### [Information given]
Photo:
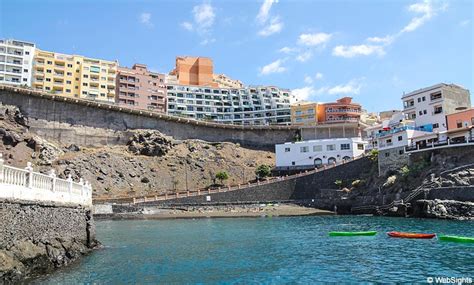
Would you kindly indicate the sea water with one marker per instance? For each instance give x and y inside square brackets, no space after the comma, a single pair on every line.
[270,250]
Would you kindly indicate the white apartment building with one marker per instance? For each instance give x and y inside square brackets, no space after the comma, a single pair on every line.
[315,153]
[16,62]
[429,106]
[254,105]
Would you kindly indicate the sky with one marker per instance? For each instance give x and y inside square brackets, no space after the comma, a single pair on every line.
[371,50]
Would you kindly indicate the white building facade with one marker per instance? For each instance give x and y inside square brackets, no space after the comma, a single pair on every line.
[259,105]
[316,153]
[429,106]
[16,62]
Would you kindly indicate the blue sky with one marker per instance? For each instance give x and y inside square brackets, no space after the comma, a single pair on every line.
[372,50]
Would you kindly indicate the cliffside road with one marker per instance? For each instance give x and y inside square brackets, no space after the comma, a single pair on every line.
[150,162]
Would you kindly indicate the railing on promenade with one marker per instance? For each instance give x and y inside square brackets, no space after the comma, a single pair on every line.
[26,184]
[200,192]
[440,144]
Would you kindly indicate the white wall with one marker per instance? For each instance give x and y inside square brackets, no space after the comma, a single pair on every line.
[295,156]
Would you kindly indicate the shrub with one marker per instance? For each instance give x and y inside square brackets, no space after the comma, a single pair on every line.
[222,175]
[390,181]
[263,171]
[373,154]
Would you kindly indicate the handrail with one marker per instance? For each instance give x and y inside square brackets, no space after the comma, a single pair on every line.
[26,184]
[201,192]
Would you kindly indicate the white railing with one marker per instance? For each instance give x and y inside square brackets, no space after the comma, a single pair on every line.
[25,184]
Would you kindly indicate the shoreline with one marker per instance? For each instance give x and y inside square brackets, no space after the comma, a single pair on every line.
[251,211]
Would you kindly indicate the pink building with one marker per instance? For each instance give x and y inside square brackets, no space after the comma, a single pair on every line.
[139,88]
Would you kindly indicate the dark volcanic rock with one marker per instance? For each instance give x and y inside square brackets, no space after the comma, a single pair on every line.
[150,143]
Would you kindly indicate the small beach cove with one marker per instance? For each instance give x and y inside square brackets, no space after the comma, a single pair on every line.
[269,250]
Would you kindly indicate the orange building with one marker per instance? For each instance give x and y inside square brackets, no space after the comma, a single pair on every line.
[343,110]
[460,119]
[194,71]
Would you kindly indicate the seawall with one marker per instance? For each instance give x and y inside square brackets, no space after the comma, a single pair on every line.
[36,237]
[70,120]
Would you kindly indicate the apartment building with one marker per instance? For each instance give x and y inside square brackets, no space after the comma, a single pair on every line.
[343,110]
[305,113]
[74,76]
[197,71]
[223,81]
[139,88]
[429,106]
[316,153]
[254,105]
[16,62]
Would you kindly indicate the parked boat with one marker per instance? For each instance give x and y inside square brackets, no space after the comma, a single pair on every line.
[367,233]
[457,239]
[410,235]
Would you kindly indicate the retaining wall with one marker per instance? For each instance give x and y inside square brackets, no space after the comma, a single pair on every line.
[70,120]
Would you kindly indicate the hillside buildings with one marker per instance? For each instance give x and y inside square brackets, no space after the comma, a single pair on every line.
[429,106]
[139,88]
[257,105]
[16,62]
[74,76]
[341,111]
[197,71]
[316,153]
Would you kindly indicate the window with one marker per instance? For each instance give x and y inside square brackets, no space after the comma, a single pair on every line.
[345,146]
[304,149]
[317,148]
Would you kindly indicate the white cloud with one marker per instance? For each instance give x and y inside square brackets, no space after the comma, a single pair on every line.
[204,15]
[275,26]
[352,51]
[425,10]
[264,11]
[271,25]
[187,26]
[287,50]
[303,93]
[305,56]
[314,39]
[464,23]
[145,18]
[384,40]
[274,67]
[352,87]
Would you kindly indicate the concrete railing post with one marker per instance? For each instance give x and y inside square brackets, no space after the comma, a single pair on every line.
[1,167]
[52,174]
[69,186]
[29,181]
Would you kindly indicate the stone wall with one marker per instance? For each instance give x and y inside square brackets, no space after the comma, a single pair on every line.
[74,121]
[314,186]
[38,237]
[392,160]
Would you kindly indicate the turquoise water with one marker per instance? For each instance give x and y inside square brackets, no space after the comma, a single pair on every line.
[269,250]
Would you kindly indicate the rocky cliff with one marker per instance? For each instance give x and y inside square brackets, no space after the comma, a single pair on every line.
[149,162]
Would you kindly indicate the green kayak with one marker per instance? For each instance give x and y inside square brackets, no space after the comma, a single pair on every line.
[457,239]
[346,234]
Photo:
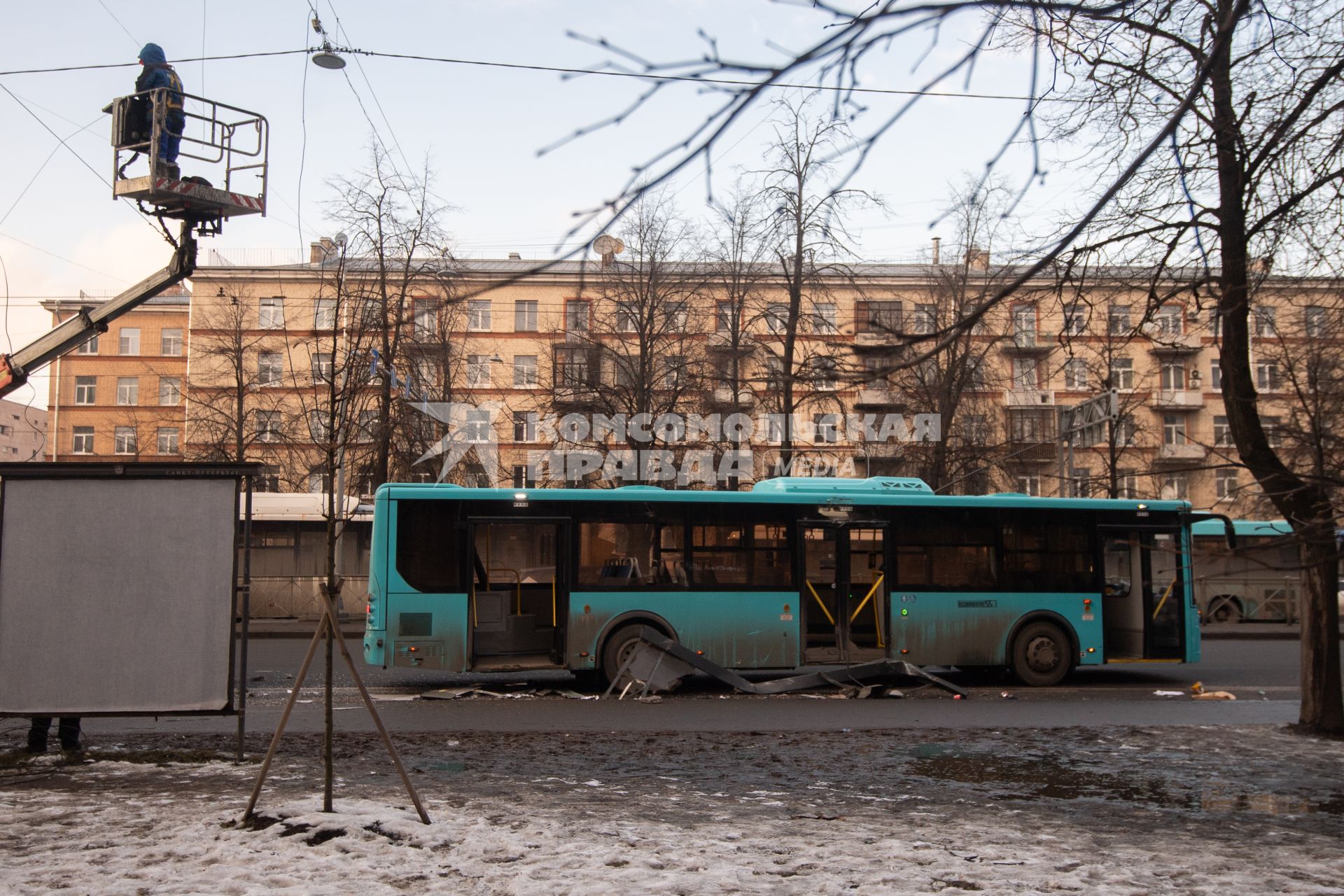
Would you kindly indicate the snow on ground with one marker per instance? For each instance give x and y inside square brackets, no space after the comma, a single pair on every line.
[1123,812]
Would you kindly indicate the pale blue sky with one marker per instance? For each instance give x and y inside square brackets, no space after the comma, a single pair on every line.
[480,125]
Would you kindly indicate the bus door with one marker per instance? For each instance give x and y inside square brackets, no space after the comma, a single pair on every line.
[519,602]
[1142,594]
[844,592]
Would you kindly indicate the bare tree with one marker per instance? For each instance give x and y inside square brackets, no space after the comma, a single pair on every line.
[400,257]
[804,230]
[644,344]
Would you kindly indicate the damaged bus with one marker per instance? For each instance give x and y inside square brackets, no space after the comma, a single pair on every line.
[793,573]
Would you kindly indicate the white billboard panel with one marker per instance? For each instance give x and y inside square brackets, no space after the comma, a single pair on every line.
[116,594]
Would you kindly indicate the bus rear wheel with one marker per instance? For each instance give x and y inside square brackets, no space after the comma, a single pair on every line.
[1041,654]
[619,649]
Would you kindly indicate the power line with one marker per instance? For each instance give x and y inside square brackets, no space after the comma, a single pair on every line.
[606,73]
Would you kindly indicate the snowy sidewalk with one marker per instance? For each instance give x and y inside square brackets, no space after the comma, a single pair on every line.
[1113,811]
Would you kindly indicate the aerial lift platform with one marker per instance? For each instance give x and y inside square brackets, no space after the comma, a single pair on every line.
[226,143]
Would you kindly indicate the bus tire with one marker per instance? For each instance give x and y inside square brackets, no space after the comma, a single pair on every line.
[619,648]
[1041,654]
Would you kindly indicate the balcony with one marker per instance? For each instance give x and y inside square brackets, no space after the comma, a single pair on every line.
[1030,343]
[1166,343]
[1183,453]
[1030,398]
[1176,399]
[875,397]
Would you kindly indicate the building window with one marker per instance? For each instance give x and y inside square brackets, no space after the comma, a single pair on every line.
[270,367]
[268,479]
[124,440]
[626,317]
[625,370]
[679,316]
[1168,320]
[1265,321]
[167,441]
[878,317]
[1175,486]
[128,390]
[270,312]
[825,372]
[169,393]
[1123,372]
[324,314]
[479,371]
[1313,320]
[571,367]
[477,426]
[1117,320]
[1126,431]
[1174,377]
[320,426]
[1273,430]
[924,320]
[1075,318]
[577,316]
[524,371]
[323,367]
[479,315]
[524,426]
[1025,321]
[366,428]
[1174,429]
[268,426]
[1126,485]
[83,440]
[1025,374]
[1027,482]
[1075,374]
[169,343]
[425,321]
[524,316]
[86,390]
[825,429]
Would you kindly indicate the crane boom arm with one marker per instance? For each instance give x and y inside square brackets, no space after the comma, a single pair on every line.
[15,368]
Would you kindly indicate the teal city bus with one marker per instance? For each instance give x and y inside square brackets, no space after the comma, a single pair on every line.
[793,573]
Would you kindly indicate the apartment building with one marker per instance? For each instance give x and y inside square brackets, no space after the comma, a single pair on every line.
[120,397]
[589,340]
[23,431]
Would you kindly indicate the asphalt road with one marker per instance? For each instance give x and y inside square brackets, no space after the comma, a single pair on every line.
[1261,673]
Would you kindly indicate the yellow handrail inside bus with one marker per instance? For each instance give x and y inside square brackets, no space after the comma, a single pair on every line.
[1166,594]
[818,597]
[876,613]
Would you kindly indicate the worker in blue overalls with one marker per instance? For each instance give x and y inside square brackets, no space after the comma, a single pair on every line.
[158,73]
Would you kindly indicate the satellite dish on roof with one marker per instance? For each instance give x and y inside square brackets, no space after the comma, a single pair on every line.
[608,246]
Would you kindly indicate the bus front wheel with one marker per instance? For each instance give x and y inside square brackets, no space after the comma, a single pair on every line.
[1041,654]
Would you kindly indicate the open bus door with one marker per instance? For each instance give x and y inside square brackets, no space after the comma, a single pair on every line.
[519,599]
[844,596]
[1142,594]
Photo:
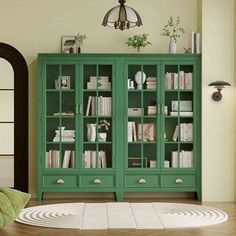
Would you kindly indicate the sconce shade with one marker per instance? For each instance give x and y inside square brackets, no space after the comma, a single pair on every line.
[122,17]
[219,85]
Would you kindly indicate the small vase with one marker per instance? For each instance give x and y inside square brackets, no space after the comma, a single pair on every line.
[91,132]
[172,46]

### [Direction]
Reproduce the records from the line containing "Would you kindly indicate the worker" through the end of the records, substituting "point" for "marker" and leaving everything else unchanged. Omit the pictures from your answer.

### [Response to the exercise]
Would you kindly indicate the worker in blue overalls with one point per instance? For each instance give x and y inside square brackets, no space after the comma, a single pair on every line.
[158,73]
Would you kindly indicate the satellite dish on roof with one point per instance? For each instance give x and y inside square brackets, no space after the comma, a single pair on every line.
[608,246]
Would you kindly indicate the bus front wheel with one point per instance? For each instance give x and y inside square brackets, no space after the comma, a single pair on every line.
[1041,654]
Would you kindly indicate the open bus door with one point per instance? For each instance give x and y inside square brackets, no space after the comma, a single pair on every line.
[519,599]
[844,596]
[1142,594]
Photo:
Would you kindly indicate the sconce shade with one point per instance? For each instance give x and y inside square brackets, no space after the comma, a single pair on every line.
[122,17]
[219,85]
Would you kindly indicate the small vase with one point per instance? For each instance give x and y inside square brackets, no space after the comma, a single pair on every line.
[91,132]
[172,46]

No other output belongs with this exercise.